Begin at the line that has "Target: stainless steel sink", stop after the line that has "Where can the stone block", and print exactly those lines from the records below, without any pictures.

Segment Open

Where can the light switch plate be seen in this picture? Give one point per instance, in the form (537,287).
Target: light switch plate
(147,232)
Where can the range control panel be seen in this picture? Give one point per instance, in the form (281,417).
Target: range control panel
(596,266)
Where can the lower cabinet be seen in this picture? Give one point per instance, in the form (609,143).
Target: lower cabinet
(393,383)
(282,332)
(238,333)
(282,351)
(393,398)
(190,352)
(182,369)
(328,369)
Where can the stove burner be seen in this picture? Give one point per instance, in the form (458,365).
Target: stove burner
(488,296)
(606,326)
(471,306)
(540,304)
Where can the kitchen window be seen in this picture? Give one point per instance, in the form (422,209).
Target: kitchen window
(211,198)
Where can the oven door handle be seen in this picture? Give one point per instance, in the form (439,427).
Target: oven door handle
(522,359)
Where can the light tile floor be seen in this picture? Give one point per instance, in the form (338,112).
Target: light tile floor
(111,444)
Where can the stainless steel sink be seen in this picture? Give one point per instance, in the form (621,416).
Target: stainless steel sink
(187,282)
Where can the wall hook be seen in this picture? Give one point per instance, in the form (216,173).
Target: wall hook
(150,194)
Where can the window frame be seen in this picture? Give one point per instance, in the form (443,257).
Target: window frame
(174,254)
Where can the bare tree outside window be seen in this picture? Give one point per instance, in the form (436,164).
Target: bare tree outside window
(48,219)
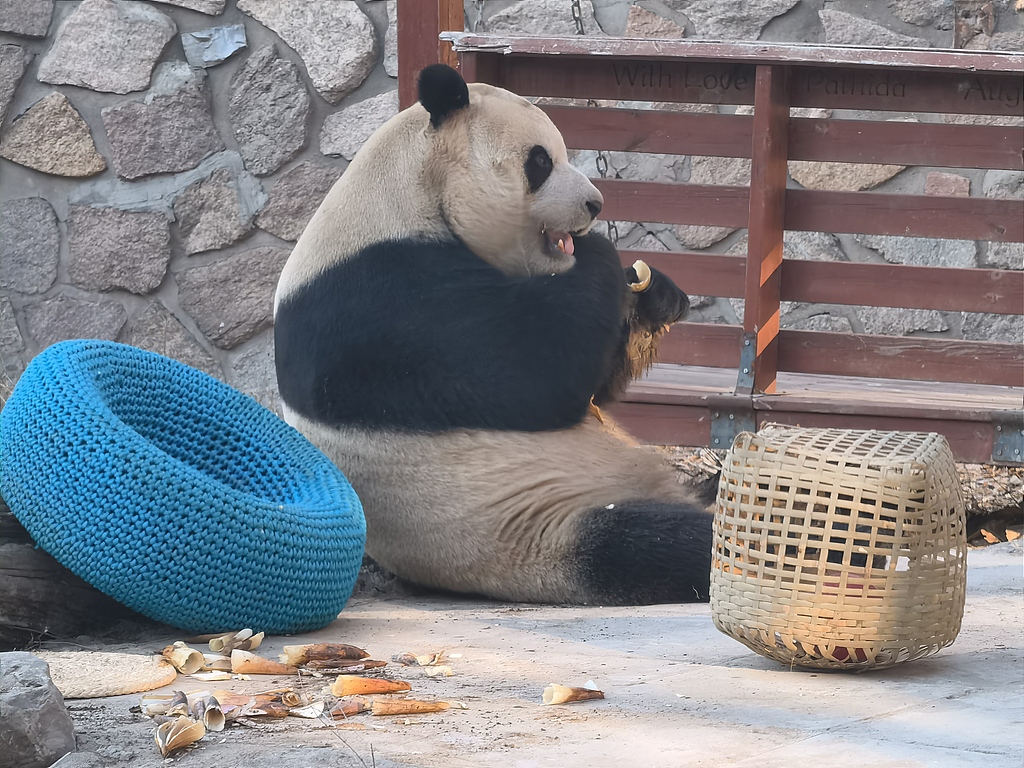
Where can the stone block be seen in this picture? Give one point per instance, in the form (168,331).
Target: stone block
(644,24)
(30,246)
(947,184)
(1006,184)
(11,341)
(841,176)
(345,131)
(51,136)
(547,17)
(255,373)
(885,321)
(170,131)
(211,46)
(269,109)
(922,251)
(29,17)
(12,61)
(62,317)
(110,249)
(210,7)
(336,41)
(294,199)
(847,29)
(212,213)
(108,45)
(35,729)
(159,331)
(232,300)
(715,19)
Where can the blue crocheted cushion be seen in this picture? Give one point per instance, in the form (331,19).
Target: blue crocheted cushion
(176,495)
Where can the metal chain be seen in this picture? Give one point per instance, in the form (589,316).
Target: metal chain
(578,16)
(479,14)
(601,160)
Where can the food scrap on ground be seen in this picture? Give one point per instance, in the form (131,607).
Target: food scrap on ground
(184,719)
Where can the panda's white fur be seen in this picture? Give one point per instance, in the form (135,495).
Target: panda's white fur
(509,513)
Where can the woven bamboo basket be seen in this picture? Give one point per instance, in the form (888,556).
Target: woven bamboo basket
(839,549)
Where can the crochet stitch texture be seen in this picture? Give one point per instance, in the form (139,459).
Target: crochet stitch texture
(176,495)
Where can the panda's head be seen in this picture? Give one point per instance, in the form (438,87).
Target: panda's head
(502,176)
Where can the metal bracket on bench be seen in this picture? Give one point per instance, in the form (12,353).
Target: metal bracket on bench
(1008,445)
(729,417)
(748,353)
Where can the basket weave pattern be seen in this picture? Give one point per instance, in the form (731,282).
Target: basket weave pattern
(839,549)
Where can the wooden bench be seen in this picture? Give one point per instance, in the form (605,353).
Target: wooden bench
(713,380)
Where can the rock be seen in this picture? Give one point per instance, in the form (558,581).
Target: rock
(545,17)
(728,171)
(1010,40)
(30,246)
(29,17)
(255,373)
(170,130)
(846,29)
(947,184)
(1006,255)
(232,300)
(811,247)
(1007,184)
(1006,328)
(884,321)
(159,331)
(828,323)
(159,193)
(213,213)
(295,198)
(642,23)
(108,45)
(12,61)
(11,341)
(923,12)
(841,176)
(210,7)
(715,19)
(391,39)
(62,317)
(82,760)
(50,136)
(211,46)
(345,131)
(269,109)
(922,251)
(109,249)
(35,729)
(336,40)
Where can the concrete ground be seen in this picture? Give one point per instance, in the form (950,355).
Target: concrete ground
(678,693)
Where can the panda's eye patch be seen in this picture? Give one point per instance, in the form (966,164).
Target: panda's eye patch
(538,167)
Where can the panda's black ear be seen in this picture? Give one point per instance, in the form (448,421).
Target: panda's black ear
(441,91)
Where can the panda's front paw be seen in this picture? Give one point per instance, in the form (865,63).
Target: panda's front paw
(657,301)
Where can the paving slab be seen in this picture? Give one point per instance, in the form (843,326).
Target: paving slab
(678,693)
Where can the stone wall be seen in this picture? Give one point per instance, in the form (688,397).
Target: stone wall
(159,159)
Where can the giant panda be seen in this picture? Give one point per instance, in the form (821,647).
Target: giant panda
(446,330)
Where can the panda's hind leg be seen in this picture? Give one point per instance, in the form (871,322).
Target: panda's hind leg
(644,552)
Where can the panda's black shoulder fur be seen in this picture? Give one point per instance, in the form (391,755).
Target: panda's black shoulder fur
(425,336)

Segment Closed
Segment Open

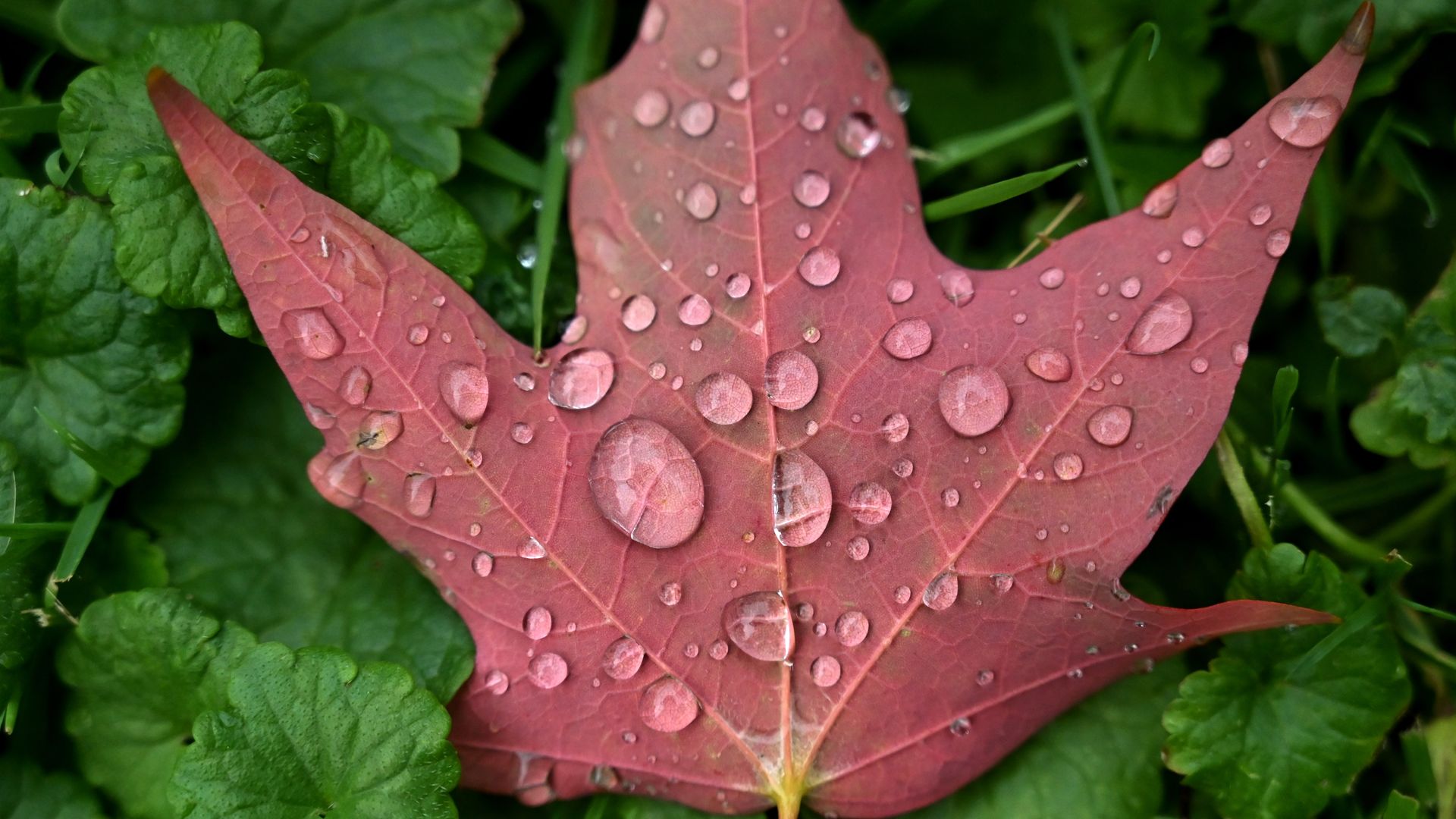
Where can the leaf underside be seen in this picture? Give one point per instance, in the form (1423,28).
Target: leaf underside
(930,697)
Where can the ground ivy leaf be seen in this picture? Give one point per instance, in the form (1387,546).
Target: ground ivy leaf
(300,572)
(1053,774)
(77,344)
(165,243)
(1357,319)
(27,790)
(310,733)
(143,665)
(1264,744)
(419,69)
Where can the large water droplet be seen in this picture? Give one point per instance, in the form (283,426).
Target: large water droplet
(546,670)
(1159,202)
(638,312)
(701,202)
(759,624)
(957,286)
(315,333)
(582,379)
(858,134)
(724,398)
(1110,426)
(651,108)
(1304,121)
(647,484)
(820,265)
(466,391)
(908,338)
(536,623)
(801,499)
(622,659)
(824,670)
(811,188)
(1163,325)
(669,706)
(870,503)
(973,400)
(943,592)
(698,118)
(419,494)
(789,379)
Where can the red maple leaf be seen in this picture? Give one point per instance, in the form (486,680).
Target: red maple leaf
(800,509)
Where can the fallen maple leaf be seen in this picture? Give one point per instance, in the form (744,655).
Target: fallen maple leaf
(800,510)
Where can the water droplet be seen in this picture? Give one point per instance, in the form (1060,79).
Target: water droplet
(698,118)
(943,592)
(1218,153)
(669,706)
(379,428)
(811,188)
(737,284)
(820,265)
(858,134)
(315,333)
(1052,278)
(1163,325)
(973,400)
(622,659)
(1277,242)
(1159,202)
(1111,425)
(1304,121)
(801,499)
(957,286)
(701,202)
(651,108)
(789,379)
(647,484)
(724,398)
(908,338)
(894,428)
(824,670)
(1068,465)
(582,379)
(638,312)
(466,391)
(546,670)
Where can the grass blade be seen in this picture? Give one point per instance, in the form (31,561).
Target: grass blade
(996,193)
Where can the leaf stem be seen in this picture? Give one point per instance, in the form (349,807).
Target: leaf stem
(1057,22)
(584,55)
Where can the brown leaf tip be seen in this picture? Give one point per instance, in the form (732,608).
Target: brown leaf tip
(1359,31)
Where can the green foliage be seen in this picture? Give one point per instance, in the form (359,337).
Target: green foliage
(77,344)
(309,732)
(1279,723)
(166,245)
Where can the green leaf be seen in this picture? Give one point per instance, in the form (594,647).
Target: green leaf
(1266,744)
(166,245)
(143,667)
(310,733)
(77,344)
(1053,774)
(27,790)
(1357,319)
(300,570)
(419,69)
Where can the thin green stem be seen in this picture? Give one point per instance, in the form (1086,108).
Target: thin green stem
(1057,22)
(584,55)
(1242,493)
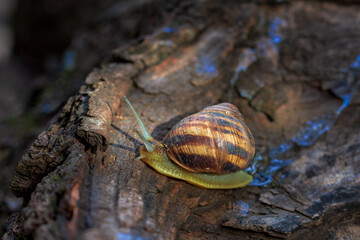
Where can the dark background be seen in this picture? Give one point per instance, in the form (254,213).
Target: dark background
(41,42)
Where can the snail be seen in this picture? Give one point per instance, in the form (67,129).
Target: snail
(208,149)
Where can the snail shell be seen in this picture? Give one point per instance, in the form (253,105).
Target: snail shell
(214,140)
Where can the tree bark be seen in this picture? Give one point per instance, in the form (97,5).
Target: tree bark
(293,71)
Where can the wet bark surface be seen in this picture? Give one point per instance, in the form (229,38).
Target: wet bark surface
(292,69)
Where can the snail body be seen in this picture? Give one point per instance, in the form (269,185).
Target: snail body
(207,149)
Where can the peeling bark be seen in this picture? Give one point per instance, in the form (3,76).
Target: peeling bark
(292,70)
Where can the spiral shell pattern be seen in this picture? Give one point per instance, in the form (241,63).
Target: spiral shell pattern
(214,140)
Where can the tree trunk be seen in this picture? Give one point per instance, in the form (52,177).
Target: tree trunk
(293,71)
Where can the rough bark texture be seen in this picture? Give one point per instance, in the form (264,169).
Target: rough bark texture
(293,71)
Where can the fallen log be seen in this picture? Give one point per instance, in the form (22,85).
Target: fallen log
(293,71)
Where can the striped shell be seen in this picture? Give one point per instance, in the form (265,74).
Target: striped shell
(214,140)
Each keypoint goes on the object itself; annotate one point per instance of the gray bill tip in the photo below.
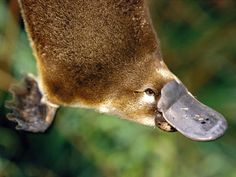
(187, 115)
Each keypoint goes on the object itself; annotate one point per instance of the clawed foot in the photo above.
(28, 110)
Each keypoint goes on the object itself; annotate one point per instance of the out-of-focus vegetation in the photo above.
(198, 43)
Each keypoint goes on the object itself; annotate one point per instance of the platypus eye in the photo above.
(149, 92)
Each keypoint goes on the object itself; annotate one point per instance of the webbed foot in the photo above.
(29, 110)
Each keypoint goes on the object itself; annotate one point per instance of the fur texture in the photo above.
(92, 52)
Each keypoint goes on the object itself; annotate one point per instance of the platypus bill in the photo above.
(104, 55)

Segment Closed

▶ [EXERCISE OUTPUT]:
Target: stainless steel sink
(187,282)
Where can the wall hook be seen in this picture? Give one point per instance, in the form (216,173).
Target: wall hook
(150,194)
Where can the window frame be seen in this picture? Give one point per instance, in the form (443,257).
Target: window frame
(174,254)
Where can the bare tree outside window be seen in this picture? Give one point per instance, in the form (436,164).
Target: bare tree outside window
(48,219)
Where can the stone block be seen in this picture? Give one point per instance, in the form (168,331).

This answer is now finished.